Source text
Counter arguments will say that Atletico Madrid or Sevilla might win in Spain this year, same with Lille or Lyon in France, Inter Milan in Italy……but will this new order sustain itself beyond this most surreal Covid season? I doubt it.
Football as it stands is broken and there are no realistic solutions to fix it.
Financial Fair Play (FFP) meant well but in the end, it just reinforces and accepts the commercial advantage the big clubs already have. Most of them also saw more benefit in breaking the rules as it has no long term effects.
Ask Man City, Chelsea and Real Madrid who have openly flouted FFP rules in various ways and find themselves in the Champions League semi-finals this year.
It isn’t as if there aren’t obvious solutions to most of the fundamental issues in the game but that means going against the fabric of how the sport has been run since it began.
- Commercial sponsorship revenue and TV money could be put in a collective pot and shared more equitably amongst all partners.
- You could have a form of a draft system where the best young talent doesn’t just get hoovered up by the elite clubs.

Assigned task 1
Copy the football commentary starting with "Financial Fair Play" and going on through "since it began.", and swap "big clubs" for "wealthy clubs".
Assigned task 2
Please carry on the football commentary past its last sentence.

Spatial localization data
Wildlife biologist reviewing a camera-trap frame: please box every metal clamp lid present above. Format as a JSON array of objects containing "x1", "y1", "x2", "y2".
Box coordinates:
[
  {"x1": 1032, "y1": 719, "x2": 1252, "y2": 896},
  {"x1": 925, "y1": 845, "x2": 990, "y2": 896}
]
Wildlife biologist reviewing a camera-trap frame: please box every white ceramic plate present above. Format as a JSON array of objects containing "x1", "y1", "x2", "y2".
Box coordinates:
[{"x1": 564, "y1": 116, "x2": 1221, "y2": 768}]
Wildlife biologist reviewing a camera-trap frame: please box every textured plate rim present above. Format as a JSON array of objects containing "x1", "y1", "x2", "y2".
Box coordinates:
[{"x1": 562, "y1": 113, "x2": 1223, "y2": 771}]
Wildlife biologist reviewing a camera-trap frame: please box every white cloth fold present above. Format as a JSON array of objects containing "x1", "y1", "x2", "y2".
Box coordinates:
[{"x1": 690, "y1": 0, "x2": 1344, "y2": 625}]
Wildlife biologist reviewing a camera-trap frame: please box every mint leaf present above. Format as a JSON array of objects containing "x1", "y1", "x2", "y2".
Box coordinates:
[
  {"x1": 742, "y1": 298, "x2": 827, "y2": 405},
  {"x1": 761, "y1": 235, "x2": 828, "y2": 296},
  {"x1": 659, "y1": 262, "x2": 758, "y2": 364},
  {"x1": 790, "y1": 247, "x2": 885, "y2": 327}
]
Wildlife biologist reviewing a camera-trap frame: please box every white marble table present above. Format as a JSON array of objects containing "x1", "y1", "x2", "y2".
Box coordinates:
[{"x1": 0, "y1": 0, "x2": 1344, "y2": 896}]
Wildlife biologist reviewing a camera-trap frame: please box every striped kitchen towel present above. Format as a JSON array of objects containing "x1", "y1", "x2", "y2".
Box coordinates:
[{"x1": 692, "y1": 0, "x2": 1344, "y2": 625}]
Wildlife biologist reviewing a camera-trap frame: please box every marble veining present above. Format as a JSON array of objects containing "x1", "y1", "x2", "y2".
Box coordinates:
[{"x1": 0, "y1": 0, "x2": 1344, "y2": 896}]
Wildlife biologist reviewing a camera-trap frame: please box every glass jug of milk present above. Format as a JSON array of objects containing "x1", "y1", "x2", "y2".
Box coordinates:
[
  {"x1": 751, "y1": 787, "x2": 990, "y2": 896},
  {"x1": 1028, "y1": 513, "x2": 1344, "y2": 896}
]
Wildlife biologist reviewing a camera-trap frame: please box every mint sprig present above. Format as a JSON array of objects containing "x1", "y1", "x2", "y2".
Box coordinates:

Response 1
Financial Fair Play (FFP) meant well but in the end, it just reinforces and accepts the commercial advantage the wealthy clubs already have. Most of them also saw more benefit in breaking the rules as it has no long term effects.
Ask Man City, Chelsea and Real Madrid who have openly flouted FFP rules in various ways and find themselves in the Champions League semi-finals this year.
It isn’t as if there aren’t obvious solutions to most of the fundamental issues in the game but that means going against the fabric of how the sport has been run since it began.

Response 2
- A form of salary cap could be introduced which addresses wage inflation which has meant top players getting increasingly unsustainable earnings.
These are all solutions that have gone some way to protecting competitiveness in US sports, ensuring unpredictable outcomes and allowing new teams to emerge as contenders for the major prizes.
Money, money, money
The problem is none of these solutions will ever be adopted as there’s no incentive to do so amongst the elite who run football. All these super clubs are money junkies. Always have been, always will be. They can’t be weaned off this drug.
PSG or Manchester City with their unlimited oil money crave the status that Neymar or De Bruyne bestows upon their respective footballing projects and will keep fuelling transfer inflation.
Florentino Perez will blame the above and Premier League TV money for distorting the marketplace and impoverishing his Real Madrid. All the while, he’s adopted and championed a “Galácticos” model for the last two decades that has seemed no more sophisticated than paying shed loads of cash for whatever world superstar is in vogue on a given summer.
Who needs a sporting director or a player development strategy when you can pay Gareth Bale to sit injured on the bench for £600k a week?
So you have this charade where big clubs spend like drunken sailors and show no fiscal responsibility while simultaneously blaming other clubs and Covid for their plight.
The inevitability of a European Super League
If there is no other solution, no real governance and no desire for change, why not embrace a super league?
With a ESL, these clubs get a huge injection of cash, you’re guaranteed world class competitive fixtures on a weekly basis and having the world’s best playing against each other. The Champions League knockouts in recent years has given us so much entertainment and a ESL enshrines this further.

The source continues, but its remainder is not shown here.